Testo della pagina ->
---+---

L’economia italiana conferma la sua debolezza. È quanto sostiene il rapporto Congiuntura Flash di Confindustria che sottolinea l’attuale fase di stagnazione. Nel 4° trimestre il PIL italiano è stimato “quasi fermo”, dopo il +0,1% registrato nel 3° trimestre: sia i servizi che l’industria restano deboli.
L’RTT index (CSC-TeamSystem) ha continuato a segnalare in ottobre una contrazione dell’attività nei servizi. Per l'industria qualche luce: il 4° trimestre si preannuncia tra luci e ombre dopo un 3° appena positivo (+0,2% il valore aggiunto, ma -2,1% tendenziale) e metà dei settori è in calo (tessile -11,3% tendenziale) e metà cresce (farmaceutica +10,4%).

---+---

Righe elencate ->
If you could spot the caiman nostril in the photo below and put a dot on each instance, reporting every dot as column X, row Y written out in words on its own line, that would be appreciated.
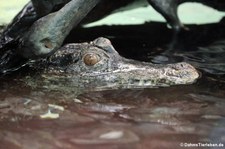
column 47, row 43
column 91, row 59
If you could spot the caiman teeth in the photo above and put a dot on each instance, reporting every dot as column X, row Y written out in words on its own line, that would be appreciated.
column 139, row 82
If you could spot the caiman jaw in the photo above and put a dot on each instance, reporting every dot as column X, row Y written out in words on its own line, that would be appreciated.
column 150, row 75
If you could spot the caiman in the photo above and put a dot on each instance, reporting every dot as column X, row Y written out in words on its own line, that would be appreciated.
column 98, row 65
column 40, row 36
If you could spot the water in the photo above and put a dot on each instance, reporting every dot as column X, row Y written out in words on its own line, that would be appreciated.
column 170, row 117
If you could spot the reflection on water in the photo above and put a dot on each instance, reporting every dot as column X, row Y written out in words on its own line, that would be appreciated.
column 125, row 118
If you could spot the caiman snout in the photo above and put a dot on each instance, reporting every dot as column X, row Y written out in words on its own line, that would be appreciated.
column 98, row 64
column 154, row 75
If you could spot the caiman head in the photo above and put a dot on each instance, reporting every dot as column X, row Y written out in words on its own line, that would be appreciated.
column 97, row 64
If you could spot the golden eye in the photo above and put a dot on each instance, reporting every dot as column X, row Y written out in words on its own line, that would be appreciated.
column 91, row 59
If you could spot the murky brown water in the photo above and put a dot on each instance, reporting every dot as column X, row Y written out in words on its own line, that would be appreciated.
column 173, row 117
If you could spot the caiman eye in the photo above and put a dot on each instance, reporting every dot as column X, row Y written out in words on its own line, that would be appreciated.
column 91, row 59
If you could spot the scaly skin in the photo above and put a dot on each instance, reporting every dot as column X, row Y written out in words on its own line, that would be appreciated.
column 98, row 65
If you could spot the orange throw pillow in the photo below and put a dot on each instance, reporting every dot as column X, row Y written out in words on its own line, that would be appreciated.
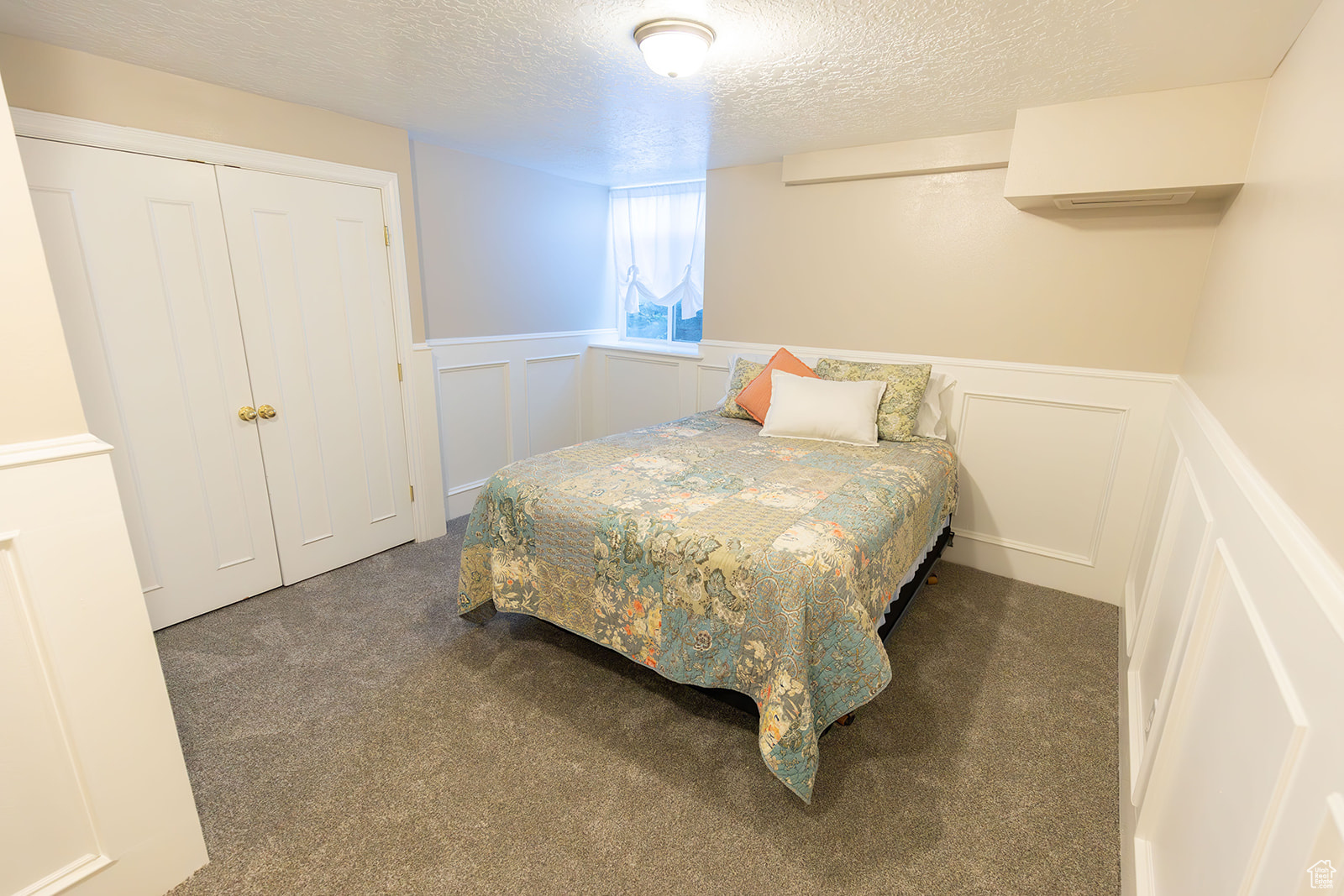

---+---

Obiettivo dell'esercizio ->
Riproduci senza alcuna modifica la parte del testo sull'economia italiana che si apre con le parole contenenti "L’RTT index (CSC-TeamSystem)" e si chiude con "cresce (farmaceutica +10,4%).".

Risultato qui sotto ->
L’RTT index (CSC-TeamSystem) ha continuato a segnalare in ottobre una contrazione dell’attività nei servizi. Per l'industria qualche luce: il 4° trimestre si preannuncia tra luci e ombre dopo un 3° appena positivo (+0,2% il valore aggiunto, ma -2,1% tendenziale) e metà dei settori è in calo (tessile -11,3% tendenziale) e metà cresce (farmaceutica +10,4%).